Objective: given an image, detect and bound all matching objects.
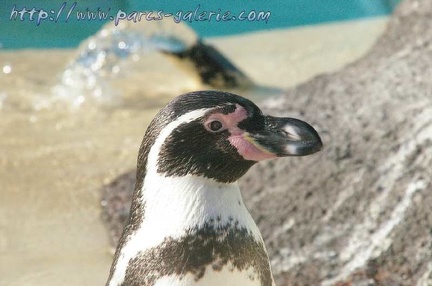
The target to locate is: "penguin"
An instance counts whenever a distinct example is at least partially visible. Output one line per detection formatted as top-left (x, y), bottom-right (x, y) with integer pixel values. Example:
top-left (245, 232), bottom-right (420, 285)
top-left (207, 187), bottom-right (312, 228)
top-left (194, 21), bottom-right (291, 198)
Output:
top-left (106, 90), bottom-right (322, 286)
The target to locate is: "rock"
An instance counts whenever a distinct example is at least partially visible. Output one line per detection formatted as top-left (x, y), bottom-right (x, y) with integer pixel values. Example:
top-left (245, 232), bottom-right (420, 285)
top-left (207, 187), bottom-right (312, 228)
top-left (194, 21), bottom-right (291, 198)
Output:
top-left (99, 0), bottom-right (432, 286)
top-left (241, 0), bottom-right (432, 285)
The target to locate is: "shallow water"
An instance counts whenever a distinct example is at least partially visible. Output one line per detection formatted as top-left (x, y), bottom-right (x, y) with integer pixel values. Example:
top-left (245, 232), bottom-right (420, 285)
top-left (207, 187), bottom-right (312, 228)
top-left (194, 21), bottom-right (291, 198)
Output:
top-left (0, 18), bottom-right (386, 285)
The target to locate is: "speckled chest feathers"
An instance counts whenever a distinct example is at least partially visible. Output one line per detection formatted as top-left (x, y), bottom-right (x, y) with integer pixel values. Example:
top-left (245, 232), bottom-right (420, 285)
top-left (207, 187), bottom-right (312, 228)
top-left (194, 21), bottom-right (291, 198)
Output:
top-left (107, 91), bottom-right (321, 286)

= PROBLEM TO WORK ON =
Lay out every line of the material above as a Markdown table with two columns, Row and Line Text, numbering the rows in order and skipping any blank lines. Leave the pictures out of the table.

= OUTPUT FOR THIS TASK =
| Row | Line Text |
|---|---|
| 1 | Objective: given an image, detect and bound all matching objects. |
| 2 | The target to locate is: "penguin" |
| 3 | An instance counts whenever a distinct example is at least partially visible. Output one line per detection formatted as top-left (x, y), bottom-right (x, y) with integer pixel values. Example: |
| 4 | top-left (245, 232), bottom-right (420, 285) |
| 5 | top-left (207, 187), bottom-right (312, 228) |
| 6 | top-left (194, 21), bottom-right (291, 198) |
| 7 | Output: |
| 8 | top-left (106, 90), bottom-right (322, 286) |
| 9 | The target to locate is: "rock" |
| 10 | An instance counts whenever a distinct example is at least partially visible. Output one line per detection formatted as top-left (x, y), bottom-right (x, y) with integer pixel values. Example: |
| 11 | top-left (245, 232), bottom-right (420, 285) |
| 12 | top-left (207, 187), bottom-right (312, 228) |
| 13 | top-left (194, 21), bottom-right (291, 198) |
| 14 | Output: |
| 15 | top-left (99, 0), bottom-right (432, 286) |
| 16 | top-left (241, 0), bottom-right (432, 285) |
| 17 | The target to locate is: "shallow water" |
| 18 | An instance counts whenever a distinct example is at least partially visible. Output one line per detection formatted as top-left (x, y), bottom-right (x, y) with integer pixel values. Example: |
| 19 | top-left (245, 232), bottom-right (420, 285) |
| 20 | top-left (207, 187), bottom-right (312, 228) |
| 21 | top-left (194, 21), bottom-right (291, 198) |
| 22 | Output: |
| 23 | top-left (0, 18), bottom-right (386, 285) |
| 24 | The target to locate is: "speckled chest feathers" |
| 25 | An instance counts whenever a distinct example is at least partially visible. Output one line per detection formatted as top-left (x, y), bottom-right (x, y) with integer pixel values. Example: |
| 26 | top-left (245, 232), bottom-right (420, 285) |
| 27 | top-left (207, 187), bottom-right (312, 228) |
| 28 | top-left (194, 21), bottom-right (291, 198) |
| 29 | Output: |
| 30 | top-left (107, 91), bottom-right (321, 286) |